---------- Texte cité ----------

Le peintre lorrain Jean-Jacques Ruppert, décédé en 2005, a laissé une oeuvre importante.  Peindre comme on respire (Editions Gérard Louis), élaboré de son vivant et mis en textes par Bernard Demandre,  laisse des traces d'une activité féconde. Ce peintre des paysages et surtout, dans ses dernières périodes, du corps féminin, est depuis toujours un amoureux de la Musique ; on devrait dire plutôt des musiques qui l'ont accompagné durant sa vie. Fervent de jazz, il est aussi un passionné d'opéra et particulièrement de Wagner. Les orchestres restreints : duos, trios, quatuors avaient sa préférence.

----------

** Exercices **
**a.** Reproduisez le passage de l'extrait sur Jean-Jacques Ruppert qui commence par « Le peintre lorrain » et se poursuit jusqu'à « avaient sa préférence. ».
**b.** Pour chacun des énoncés suivants, dites s'il est conforme à l'extrait sur Jean-Jacques Ruppert, en répondant par oui ou par non et en citant les mots décisifs de l'extrait. (i) Jean-Jacques Ruppert est mort en 2005. (ii) L'ouvrage Peindre comme on respire a été élaboré après la mort du peintre. (iii) Le peintre préférait les grands orchestres.
**c.** D'après l'extrait sur Jean-Jacques Ruppert, qui a mis en textes l'ouvrage Peindre comme on respire ?

---------- Données fournies ----------

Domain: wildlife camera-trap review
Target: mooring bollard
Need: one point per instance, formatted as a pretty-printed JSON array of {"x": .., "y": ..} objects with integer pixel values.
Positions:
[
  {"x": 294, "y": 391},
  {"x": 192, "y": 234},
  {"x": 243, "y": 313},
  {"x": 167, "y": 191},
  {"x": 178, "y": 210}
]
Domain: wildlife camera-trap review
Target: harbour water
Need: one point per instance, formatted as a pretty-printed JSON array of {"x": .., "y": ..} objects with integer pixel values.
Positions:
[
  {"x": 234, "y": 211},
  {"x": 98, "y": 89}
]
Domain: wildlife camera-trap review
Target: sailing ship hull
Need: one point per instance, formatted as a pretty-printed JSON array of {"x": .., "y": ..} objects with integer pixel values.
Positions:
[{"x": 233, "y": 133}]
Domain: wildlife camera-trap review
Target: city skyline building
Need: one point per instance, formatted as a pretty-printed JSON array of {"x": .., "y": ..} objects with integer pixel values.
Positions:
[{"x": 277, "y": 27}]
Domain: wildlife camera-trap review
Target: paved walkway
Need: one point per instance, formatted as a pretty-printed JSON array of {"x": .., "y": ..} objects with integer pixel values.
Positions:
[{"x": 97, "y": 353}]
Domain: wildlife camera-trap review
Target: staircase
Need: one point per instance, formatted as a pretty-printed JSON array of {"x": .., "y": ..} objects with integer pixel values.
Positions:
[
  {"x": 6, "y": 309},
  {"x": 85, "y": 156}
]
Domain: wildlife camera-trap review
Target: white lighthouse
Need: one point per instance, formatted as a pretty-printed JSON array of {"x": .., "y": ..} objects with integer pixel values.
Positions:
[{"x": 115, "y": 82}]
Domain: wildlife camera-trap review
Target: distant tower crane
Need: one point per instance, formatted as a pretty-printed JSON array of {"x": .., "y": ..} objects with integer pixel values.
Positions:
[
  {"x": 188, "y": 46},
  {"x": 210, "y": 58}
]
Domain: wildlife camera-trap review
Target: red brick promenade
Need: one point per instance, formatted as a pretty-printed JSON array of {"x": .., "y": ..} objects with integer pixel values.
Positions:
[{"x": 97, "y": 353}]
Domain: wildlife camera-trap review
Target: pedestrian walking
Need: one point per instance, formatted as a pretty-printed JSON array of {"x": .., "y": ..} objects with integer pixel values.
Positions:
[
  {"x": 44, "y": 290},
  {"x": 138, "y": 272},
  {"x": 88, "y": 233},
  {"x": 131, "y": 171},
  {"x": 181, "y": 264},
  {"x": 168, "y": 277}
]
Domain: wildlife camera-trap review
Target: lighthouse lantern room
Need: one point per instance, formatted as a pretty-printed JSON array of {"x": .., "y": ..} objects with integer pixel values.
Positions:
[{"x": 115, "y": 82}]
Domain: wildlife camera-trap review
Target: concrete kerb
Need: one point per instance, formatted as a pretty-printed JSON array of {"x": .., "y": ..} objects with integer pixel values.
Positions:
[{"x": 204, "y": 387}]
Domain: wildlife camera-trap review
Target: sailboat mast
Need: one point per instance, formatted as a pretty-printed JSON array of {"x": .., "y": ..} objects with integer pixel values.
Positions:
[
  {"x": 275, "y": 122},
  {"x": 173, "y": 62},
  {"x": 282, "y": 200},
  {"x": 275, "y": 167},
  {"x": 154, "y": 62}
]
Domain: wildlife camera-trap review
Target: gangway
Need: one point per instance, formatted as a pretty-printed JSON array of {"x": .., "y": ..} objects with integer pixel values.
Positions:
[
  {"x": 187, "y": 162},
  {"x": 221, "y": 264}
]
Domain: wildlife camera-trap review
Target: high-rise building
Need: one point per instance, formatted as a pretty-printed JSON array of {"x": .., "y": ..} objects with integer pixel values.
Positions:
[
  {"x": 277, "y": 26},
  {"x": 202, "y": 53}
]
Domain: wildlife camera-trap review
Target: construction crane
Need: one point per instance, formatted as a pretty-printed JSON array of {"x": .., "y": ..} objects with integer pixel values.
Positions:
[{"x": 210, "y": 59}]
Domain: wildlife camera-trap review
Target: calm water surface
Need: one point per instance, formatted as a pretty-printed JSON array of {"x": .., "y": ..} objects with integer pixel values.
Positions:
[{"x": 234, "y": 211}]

----------

** Corrigé des exercices **
**a.**
Le peintre lorrain Jean-Jacques Ruppert, décédé en 2005, a laissé une oeuvre importante.  Peindre comme on respire (Editions Gérard Louis), élaboré de son vivant et mis en textes par Bernard Demandre,  laisse des traces d'une activité féconde. Ce peintre des paysages et surtout, dans ses dernières périodes, du corps féminin, est depuis toujours un amoureux de la Musique ; on devrait dire plutôt des musiques qui l'ont accompagné durant sa vie. Fervent de jazz, il est aussi un passionné d'opéra et particulièrement de Wagner. Les orchestres restreints : duos, trios, quatuors avaient sa préférence.

**b.**
(i) Oui : « décédé en 2005 ».
(ii) Non : « élaboré de son vivant ».
(iii) Non : « Les orchestres restreints : duos, trios, quatuors avaient sa préférence ».

**c.** C'est Bernard Demandre qui l'a mis en textes.